[start of DATA TO PROCESS]
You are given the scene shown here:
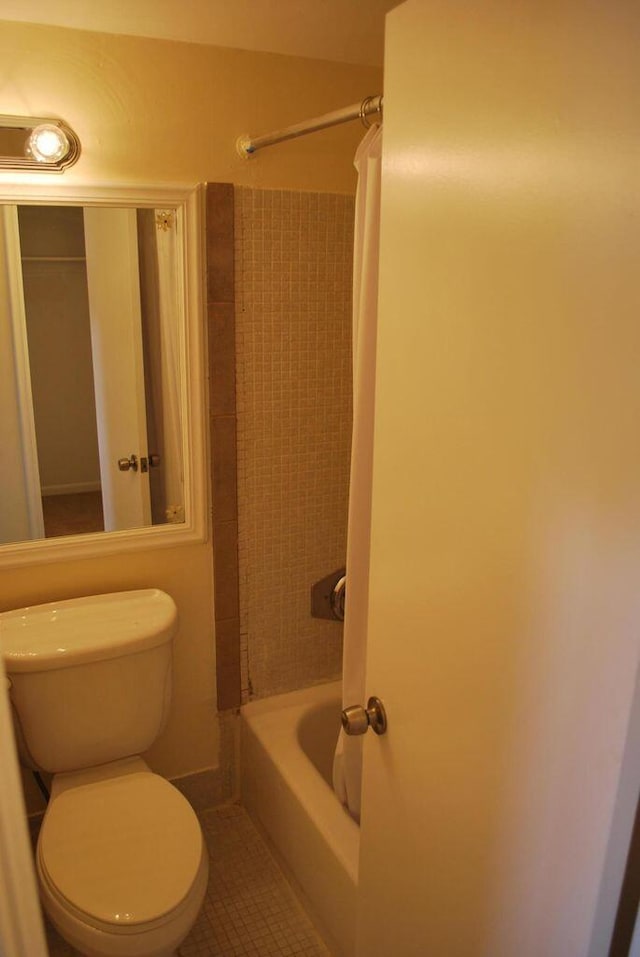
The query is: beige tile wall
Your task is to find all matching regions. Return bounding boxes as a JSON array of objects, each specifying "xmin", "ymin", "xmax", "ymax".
[{"xmin": 235, "ymin": 187, "xmax": 354, "ymax": 699}]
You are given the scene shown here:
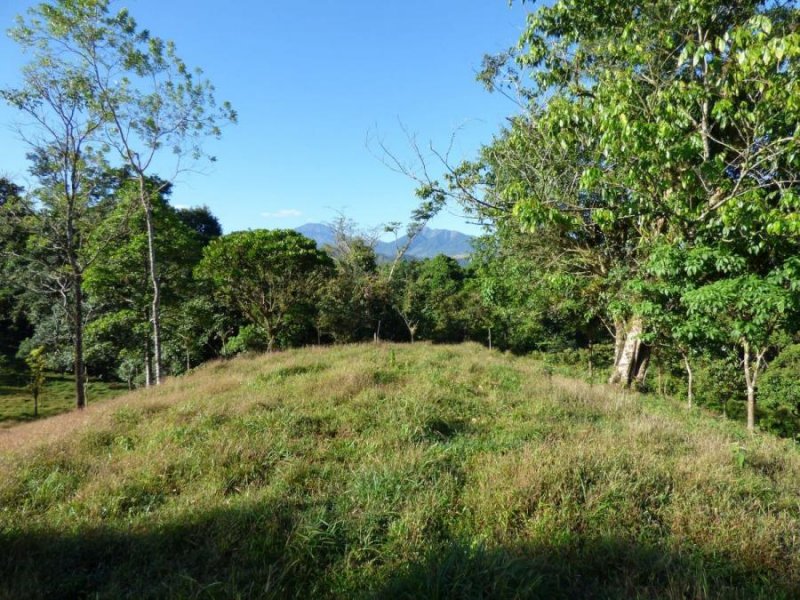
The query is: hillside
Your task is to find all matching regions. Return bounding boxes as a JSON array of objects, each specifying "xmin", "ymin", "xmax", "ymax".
[
  {"xmin": 0, "ymin": 344, "xmax": 800, "ymax": 598},
  {"xmin": 295, "ymin": 223, "xmax": 473, "ymax": 260}
]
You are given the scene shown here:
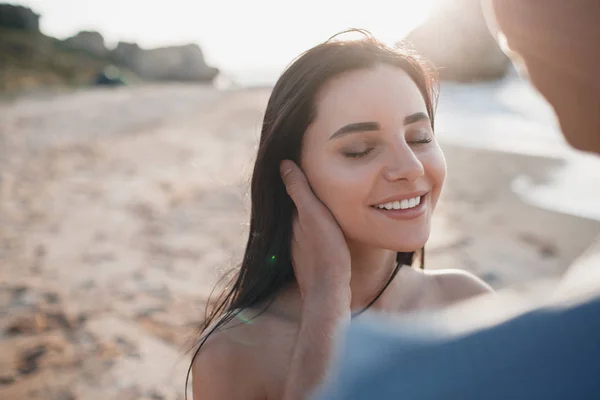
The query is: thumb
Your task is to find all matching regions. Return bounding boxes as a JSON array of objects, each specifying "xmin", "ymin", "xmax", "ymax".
[{"xmin": 280, "ymin": 160, "xmax": 313, "ymax": 209}]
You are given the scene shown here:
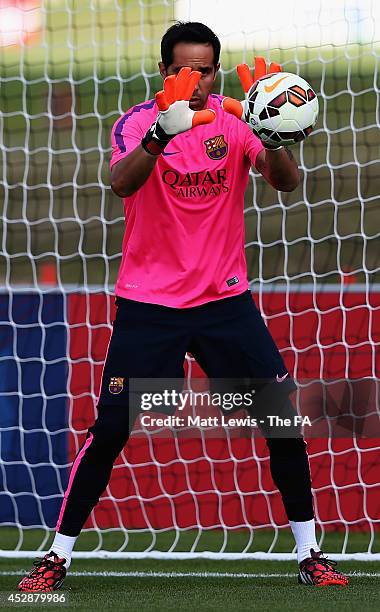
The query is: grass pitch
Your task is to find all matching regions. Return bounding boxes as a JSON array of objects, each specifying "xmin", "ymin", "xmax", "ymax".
[{"xmin": 0, "ymin": 559, "xmax": 380, "ymax": 612}]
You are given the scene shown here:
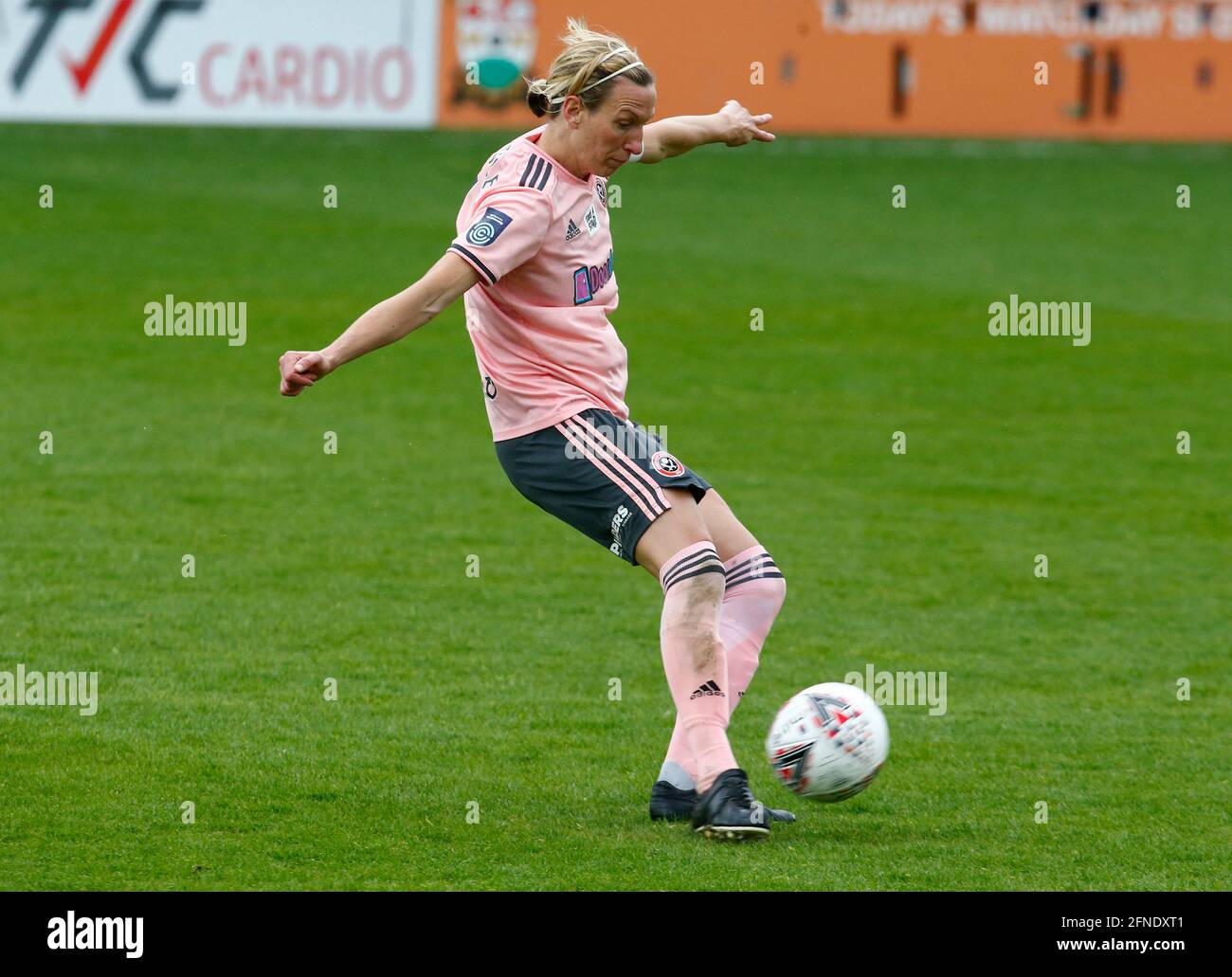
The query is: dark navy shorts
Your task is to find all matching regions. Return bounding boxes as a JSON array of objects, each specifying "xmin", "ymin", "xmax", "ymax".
[{"xmin": 494, "ymin": 407, "xmax": 711, "ymax": 567}]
[end of DATA TO PROCESS]
• WHAT IS ASKED:
Please repeat the items above word for word, leaving out the pictures.

• WORKED SOLUTION:
You are given the scene shown here:
The query is: beige tile wall
Your task is to find all matching regions. Return bounding boxes as a JSON array of objects, each specifying "xmin", "ymin", "xmax", "ymax".
[{"xmin": 235, "ymin": 187, "xmax": 354, "ymax": 699}]
You are given the scene shown here:
The query is: hillside
Your task is to find all matching regions. Return bounding boxes as a JSON array of objects, each specifying "xmin", "ymin", "xmax", "ymax".
[
  {"xmin": 0, "ymin": 344, "xmax": 800, "ymax": 598},
  {"xmin": 295, "ymin": 223, "xmax": 473, "ymax": 260}
]
You are given the scene shown here:
The query is: thumb
Your task is to find all matching regions. Return bounding boxes as a JSON array of objects, each specifying "xmin", "ymin", "xmax", "ymax".
[{"xmin": 280, "ymin": 160, "xmax": 313, "ymax": 209}]
You are given the scene shown here:
The query is: grass pitch
Your task is to find all matching regions. Return bounding boxes as a JSON array of objects, each specifying "xmin", "ymin", "xmax", "ymax".
[{"xmin": 0, "ymin": 559, "xmax": 380, "ymax": 612}]
You are given the scene shown here:
The query is: dark navy shorts
Your task is to find all matching regions. Return bounding boxes as a JSON array of objects, each specifying "xmin", "ymin", "xmax", "ymax".
[{"xmin": 494, "ymin": 407, "xmax": 711, "ymax": 567}]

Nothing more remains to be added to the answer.